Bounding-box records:
[start]

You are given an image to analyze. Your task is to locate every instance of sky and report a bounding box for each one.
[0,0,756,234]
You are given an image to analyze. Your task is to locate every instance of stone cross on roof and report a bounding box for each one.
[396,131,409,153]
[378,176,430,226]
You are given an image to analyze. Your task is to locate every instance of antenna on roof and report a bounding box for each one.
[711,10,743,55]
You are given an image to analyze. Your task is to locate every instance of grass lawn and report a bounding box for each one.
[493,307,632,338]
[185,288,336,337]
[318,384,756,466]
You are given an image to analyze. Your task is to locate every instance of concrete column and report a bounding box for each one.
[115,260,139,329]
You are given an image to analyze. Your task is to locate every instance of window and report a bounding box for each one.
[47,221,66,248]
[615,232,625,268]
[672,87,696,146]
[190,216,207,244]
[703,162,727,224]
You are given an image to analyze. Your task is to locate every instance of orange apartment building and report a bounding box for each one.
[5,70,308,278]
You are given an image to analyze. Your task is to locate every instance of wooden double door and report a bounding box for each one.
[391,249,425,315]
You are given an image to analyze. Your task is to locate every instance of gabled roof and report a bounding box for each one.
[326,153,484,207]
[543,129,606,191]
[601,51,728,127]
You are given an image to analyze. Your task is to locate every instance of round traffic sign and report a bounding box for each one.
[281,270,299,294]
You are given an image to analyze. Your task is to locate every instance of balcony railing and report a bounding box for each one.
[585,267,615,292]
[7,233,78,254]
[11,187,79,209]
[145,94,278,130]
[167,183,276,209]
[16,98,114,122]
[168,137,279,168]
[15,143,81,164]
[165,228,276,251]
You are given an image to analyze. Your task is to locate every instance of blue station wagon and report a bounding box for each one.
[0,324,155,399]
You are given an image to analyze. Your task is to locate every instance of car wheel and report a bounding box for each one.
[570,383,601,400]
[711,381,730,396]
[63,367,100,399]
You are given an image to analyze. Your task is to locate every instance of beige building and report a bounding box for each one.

[end]

BRIEF.
Copy every item above word for word, keeping each line in its original order.

THE OUTPUT.
You are given an image to analyze. Your task is to locate every instance of sky and report a bounding box for each one.
[0,0,756,234]
You are given an image to analyze. Your task is to locate every instance of stone cross on roof and report a bounding box for each one.
[396,131,409,153]
[378,176,430,226]
You are given an image to analyze. Your task is to locate every instance of antenna on roof and report a bounding box for each one.
[711,10,743,55]
You are given an image to analyze. Your task is to locate every instance of grass lawn and report a bounding box for each one.
[493,307,632,338]
[185,288,336,337]
[318,384,756,466]
You are given an image to analyze. Your task is to locate every instance of concrete column and report a bounding box for each one.
[115,260,139,329]
You are given an image to analyze. Your task is to locate every instance of window and report a bounding box for each one.
[47,221,66,248]
[615,232,625,268]
[672,87,696,146]
[190,216,207,244]
[703,162,727,224]
You are given an image to analyze. Your task is to locate every instance of orange apartment building and report a bounding box for each one.
[5,70,308,278]
You are given an image to analyze. Your task is to locate every instance of wooden double door and report a bounding box for each one.
[391,249,425,315]
You are given an image to analyze. Your task is to locate every instance of gabled roof and report a bounding box for each one.
[326,153,484,207]
[543,129,606,191]
[601,51,728,127]
You are given an image to analyze. Your task is to locate every instance of round traffic sign and report a bounding box for each one.
[281,270,299,294]
You are given an image to analyze. Your task is to locate every instance of balcony railing and report a bounding box for each one.
[585,267,615,292]
[7,233,78,254]
[11,187,79,209]
[145,94,278,130]
[167,183,276,209]
[16,98,114,122]
[168,137,279,168]
[15,143,81,164]
[165,228,276,251]
You are given an image to analyze. Your task is to locate every instance of blue station wagon and report a bounding box for each one.
[0,324,155,399]
You are given an image to analyze. Your task is to locate every instance of car wheel and report a bounding box for each one.
[570,383,601,400]
[711,381,730,396]
[63,367,100,399]
You are given an image to analyze. Your task is to locate every instance of beige building and report a bounding box for each one.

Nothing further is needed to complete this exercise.